What you need to do: Locate all lines in the data below that hold "building" and show them.

Provided records:
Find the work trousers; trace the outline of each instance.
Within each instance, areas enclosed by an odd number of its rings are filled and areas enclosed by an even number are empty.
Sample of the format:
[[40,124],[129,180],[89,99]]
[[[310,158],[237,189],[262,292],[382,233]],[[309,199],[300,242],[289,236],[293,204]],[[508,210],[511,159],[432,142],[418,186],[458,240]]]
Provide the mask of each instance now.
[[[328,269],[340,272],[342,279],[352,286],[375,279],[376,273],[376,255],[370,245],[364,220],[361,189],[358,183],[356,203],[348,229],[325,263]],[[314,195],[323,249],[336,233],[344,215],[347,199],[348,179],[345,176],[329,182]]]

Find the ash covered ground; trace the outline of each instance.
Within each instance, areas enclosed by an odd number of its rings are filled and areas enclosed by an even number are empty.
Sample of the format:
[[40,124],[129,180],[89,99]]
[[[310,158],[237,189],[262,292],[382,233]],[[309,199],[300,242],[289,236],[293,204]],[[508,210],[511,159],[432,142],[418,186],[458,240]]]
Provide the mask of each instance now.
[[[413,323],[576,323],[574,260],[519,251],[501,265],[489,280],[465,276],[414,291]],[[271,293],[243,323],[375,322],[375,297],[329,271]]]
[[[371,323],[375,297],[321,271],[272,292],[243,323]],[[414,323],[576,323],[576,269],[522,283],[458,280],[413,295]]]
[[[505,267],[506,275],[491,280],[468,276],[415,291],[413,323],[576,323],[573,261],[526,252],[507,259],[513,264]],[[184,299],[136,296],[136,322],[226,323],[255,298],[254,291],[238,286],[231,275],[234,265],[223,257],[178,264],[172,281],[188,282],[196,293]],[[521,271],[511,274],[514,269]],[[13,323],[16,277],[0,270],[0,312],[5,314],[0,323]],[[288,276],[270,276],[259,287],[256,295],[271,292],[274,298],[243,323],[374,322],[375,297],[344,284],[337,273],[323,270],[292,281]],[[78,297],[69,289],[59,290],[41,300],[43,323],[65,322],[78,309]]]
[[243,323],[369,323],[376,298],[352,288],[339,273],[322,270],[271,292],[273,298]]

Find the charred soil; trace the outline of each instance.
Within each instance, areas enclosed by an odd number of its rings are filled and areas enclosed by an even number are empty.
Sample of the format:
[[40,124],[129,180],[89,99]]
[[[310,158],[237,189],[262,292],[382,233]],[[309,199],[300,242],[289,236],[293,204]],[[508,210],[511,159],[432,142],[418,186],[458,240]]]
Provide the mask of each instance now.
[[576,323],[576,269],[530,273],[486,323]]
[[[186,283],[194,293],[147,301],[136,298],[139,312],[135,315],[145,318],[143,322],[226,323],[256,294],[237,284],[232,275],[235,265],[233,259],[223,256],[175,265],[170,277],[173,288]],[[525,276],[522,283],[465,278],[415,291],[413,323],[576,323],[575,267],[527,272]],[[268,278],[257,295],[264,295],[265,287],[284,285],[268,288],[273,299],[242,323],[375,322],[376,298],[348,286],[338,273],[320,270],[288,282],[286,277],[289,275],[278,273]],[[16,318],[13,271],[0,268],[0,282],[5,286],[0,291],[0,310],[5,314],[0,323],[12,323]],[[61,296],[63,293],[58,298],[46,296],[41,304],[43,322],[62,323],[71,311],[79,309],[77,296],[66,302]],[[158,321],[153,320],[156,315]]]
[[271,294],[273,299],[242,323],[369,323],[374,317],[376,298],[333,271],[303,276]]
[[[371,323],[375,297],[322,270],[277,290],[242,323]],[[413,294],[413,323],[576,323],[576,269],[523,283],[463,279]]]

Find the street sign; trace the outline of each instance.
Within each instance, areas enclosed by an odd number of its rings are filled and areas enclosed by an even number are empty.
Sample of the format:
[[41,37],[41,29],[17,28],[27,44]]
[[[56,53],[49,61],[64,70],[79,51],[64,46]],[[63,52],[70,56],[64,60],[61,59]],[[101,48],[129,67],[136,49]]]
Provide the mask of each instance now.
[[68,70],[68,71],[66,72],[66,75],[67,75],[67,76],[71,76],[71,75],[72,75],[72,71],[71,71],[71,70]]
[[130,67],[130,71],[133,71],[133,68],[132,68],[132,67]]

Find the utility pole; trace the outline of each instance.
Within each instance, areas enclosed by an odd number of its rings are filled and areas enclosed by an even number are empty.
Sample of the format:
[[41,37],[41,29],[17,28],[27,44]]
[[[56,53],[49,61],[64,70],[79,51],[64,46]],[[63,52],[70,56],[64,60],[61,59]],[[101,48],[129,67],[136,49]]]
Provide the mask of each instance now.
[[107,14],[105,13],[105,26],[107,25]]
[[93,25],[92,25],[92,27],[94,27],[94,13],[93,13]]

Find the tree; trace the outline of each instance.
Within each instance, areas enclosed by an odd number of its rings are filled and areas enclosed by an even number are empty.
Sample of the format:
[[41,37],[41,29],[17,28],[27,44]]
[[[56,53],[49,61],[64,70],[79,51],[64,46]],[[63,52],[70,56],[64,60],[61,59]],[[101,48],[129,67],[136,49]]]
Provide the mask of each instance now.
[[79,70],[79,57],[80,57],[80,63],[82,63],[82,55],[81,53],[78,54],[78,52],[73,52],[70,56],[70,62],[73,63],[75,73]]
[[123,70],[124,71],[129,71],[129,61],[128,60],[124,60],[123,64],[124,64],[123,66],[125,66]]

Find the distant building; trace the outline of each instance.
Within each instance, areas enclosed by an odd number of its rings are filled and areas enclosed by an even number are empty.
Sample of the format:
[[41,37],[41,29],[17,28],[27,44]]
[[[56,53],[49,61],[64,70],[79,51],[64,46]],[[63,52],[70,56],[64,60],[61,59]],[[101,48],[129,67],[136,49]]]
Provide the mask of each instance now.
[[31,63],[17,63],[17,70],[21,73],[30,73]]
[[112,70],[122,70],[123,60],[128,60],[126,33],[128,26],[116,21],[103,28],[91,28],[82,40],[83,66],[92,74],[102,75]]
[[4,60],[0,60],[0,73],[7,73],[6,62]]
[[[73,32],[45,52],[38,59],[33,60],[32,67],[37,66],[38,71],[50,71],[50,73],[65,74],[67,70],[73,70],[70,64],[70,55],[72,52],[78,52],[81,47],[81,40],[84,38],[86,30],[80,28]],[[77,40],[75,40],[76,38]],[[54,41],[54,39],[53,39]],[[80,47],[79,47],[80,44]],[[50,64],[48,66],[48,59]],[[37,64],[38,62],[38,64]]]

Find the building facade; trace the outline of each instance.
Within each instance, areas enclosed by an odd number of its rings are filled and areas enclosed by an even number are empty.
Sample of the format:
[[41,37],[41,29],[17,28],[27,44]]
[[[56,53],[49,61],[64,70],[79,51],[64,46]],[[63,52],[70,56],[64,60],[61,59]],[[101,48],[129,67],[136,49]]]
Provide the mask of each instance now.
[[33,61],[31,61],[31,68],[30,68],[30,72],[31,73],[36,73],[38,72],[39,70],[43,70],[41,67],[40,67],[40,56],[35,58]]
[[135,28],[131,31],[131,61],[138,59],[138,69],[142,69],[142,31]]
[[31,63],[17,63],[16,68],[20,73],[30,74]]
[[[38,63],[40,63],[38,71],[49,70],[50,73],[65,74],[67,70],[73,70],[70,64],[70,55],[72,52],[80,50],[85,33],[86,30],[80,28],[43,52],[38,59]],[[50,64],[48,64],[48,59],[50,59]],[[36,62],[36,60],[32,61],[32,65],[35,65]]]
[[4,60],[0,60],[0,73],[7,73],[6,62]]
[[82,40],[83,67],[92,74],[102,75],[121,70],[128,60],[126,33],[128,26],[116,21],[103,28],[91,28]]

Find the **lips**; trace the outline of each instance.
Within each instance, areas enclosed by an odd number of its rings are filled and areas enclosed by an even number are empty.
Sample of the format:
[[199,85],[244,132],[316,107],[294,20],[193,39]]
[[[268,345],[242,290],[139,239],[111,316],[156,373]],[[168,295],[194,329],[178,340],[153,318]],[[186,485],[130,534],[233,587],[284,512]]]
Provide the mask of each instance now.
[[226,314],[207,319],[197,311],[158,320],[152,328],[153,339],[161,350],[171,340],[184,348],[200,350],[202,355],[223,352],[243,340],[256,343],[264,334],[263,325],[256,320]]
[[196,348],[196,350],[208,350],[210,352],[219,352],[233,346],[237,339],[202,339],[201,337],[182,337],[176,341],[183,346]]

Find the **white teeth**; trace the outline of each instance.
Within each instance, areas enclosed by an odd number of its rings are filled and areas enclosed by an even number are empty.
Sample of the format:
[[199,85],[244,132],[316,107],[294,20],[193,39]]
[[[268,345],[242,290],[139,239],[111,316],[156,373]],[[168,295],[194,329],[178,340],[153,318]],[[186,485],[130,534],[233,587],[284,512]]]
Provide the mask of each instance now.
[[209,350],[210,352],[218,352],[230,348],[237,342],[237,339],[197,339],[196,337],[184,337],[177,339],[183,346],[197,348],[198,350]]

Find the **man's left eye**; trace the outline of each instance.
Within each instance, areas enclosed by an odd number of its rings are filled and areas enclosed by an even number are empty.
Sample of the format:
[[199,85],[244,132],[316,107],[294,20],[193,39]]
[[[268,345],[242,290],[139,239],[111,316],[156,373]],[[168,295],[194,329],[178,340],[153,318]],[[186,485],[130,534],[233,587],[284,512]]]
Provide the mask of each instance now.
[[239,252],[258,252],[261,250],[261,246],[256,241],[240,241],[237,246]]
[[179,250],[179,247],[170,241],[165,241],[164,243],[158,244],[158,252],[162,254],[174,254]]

Written answer:
Find the distant building; trace the outline of each instance.
Find the building facade; trace the outline of each instance.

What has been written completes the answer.